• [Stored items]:
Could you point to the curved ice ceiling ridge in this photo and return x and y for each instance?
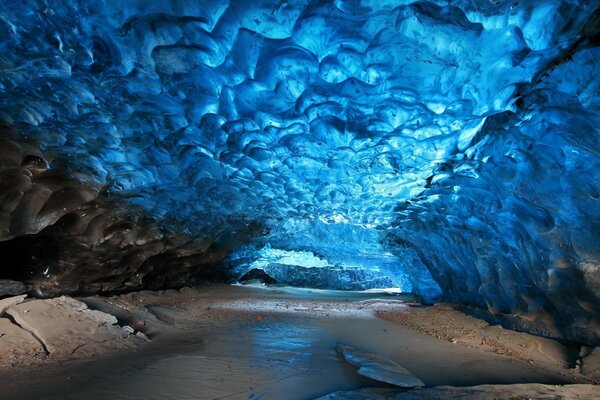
(466, 129)
(295, 109)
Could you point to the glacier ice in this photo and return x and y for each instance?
(452, 146)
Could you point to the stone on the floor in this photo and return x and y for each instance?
(591, 362)
(10, 301)
(482, 392)
(379, 368)
(64, 326)
(17, 344)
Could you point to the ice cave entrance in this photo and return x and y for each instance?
(307, 269)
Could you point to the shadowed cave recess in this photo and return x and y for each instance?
(445, 148)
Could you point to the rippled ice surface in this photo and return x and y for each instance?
(462, 137)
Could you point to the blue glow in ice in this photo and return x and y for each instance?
(459, 139)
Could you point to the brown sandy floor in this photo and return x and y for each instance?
(246, 343)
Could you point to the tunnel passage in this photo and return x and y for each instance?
(449, 148)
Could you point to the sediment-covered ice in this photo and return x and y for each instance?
(460, 136)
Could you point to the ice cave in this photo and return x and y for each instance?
(171, 168)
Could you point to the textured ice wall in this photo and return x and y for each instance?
(465, 131)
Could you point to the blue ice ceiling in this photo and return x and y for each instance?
(460, 138)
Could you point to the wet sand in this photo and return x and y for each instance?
(228, 342)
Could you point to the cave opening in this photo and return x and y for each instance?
(363, 173)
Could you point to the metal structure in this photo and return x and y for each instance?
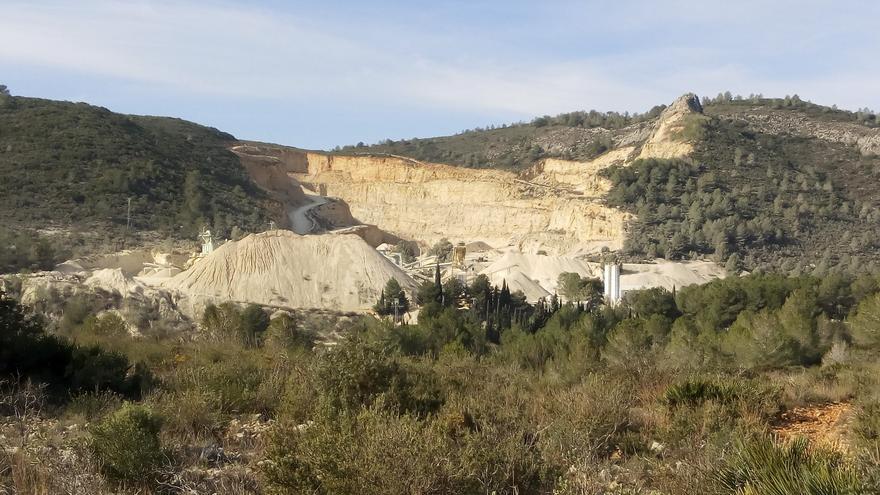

• [DIRECTIONS FOR THIS TASK]:
Write out every line of the material again, requests included, with each x and y coordinate multiplied by 2.4 and rounded to a whole number (halves round up). Leave the pictures out.

• [THE COMPLETED TASK]:
Could you point to the curved ice ceiling ridge in this photo and return x and y for each instance?
(1118, 310)
(708, 262)
Could you point to the glacier ice in this photo and return x and y for each instance?
(1085, 350)
Could you point to the stone on the floor in this photo and return x and y for each instance?
(1418, 869)
(24, 722)
(1157, 941)
(910, 883)
(154, 782)
(41, 826)
Could you point to the ice cave entrance in this photo and return x and y for each instance?
(737, 646)
Could you point to the shadowed cave recess in this photo and return x and y for each instance?
(1068, 355)
Could you point to the rippled ice surface in this photo and return x and y for each instance?
(1109, 329)
Could you point to the blue glow in ice in this photo and return x and y for each instance?
(1102, 334)
Could you point to the brown sandy floor in this photo and return x and y for each instance?
(590, 823)
Could you point to the tunnel passage in this photo and return x and y for each instance?
(1078, 355)
Could you point to the sediment-covered ice in this photo and return x and y for each instance?
(1104, 326)
Could you point to the ice cave in this photo and return x and y for each instance?
(410, 403)
Could you point to the textured ice wall in this photo and return x and y for each instance?
(1116, 314)
Could you point to the blue ice ceiling in this photo and return x and y for each instance?
(1104, 331)
Could you point to the wet sand in this photo and return x and y for each instance?
(547, 821)
Could you point to the cave opening in this photo and return x and y for each instance?
(871, 415)
Could you point to the metal structure in this photo and return x and y for each instance?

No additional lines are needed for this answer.